What you need to do: Rewrite every line of the data below, replacing "Annotate" with "Label" wherever it occurs and leaving everything else unchanged.

Information supplied:
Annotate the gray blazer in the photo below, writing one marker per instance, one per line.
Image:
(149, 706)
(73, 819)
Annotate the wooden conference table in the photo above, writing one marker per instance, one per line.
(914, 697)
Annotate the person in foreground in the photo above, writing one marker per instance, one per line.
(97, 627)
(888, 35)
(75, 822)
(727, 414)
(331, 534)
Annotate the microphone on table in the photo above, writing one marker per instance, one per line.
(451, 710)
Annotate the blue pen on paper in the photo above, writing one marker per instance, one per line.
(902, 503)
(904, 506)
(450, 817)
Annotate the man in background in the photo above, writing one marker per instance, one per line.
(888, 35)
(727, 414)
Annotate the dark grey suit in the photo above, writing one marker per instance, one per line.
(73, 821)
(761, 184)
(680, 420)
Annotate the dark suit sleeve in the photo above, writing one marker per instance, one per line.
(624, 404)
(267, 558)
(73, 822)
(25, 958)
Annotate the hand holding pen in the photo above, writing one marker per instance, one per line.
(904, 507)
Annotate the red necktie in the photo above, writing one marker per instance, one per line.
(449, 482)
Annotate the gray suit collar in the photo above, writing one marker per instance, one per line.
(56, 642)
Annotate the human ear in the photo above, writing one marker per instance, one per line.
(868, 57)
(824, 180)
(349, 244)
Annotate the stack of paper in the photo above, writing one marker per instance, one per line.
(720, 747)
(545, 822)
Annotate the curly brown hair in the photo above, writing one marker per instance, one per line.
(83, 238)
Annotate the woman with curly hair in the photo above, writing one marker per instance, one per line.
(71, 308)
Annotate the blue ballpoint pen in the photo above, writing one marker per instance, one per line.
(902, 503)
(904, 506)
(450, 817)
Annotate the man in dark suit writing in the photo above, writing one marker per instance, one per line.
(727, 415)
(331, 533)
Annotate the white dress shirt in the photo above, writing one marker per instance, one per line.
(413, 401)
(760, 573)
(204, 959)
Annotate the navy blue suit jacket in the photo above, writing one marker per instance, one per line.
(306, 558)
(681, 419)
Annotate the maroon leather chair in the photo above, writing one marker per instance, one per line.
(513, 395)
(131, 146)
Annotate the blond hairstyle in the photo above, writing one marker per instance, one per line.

Exercise response:
Label the gray blazer in the photo below, writing one marker per instance, one per line.
Image:
(149, 706)
(73, 819)
Label the wooden conference table in the photo above, writing one marker per instance, one per line.
(914, 697)
Label the person in foreground in the photo above, writing one marker per instance, one per line.
(97, 627)
(888, 35)
(75, 822)
(727, 414)
(331, 534)
Label the microphone on table in the photo above, writing one marker per instance, one per line.
(451, 710)
Label the blue pen on paper in the photo above, writing one marker per instance, one per line.
(902, 503)
(904, 506)
(450, 817)
Label the man in background in the photo above, writing one marker per instance, one per line.
(888, 35)
(727, 414)
Label the dark grey suit in the photo above, writing one marker per instance, one per line.
(73, 821)
(761, 184)
(680, 420)
Label the dark suit sleeve in the photo above, writing one marker per instance, one per line.
(624, 404)
(267, 558)
(73, 822)
(25, 958)
Label the hand holding pen in the photo above, writing one marker per instance, one per line.
(904, 507)
Label the red necktie in the photo above, writing one marker per instance, one per line.
(449, 482)
Label the gray suit collar in the photo above, writing one marker per instance, one per line.
(56, 642)
Label the human ear in the photo above, writing one marker per instance, one per line.
(868, 57)
(824, 180)
(349, 244)
Label the stack of paper in the photo above, writing one marker per instance, one per line.
(720, 747)
(545, 822)
Label the curly brown hair in the photo above, writing one marker per instance, one per line.
(83, 238)
Label the woman with curly hair in the photo above, writing one marker per instance, one per line.
(71, 308)
Label the blue ballpoint pen in the photo above, writing one marker per instance, one per line.
(902, 503)
(904, 506)
(450, 817)
Label the man in dark suit writing in the photo above, writing one marker per instance, one per line.
(727, 415)
(331, 533)
Label the white dress shirt in the photo above, writing one marker per instance, one per line.
(413, 401)
(760, 573)
(204, 959)
Label the navy blue suit jacket in the photo above, writing one marker per instance, one per line.
(306, 558)
(681, 419)
Label the maroon leather chair in the photo above, writing one marker per instance, one per line.
(513, 395)
(131, 146)
Label the blond hairstyle in the photo above, writing one marker per instance, one per line.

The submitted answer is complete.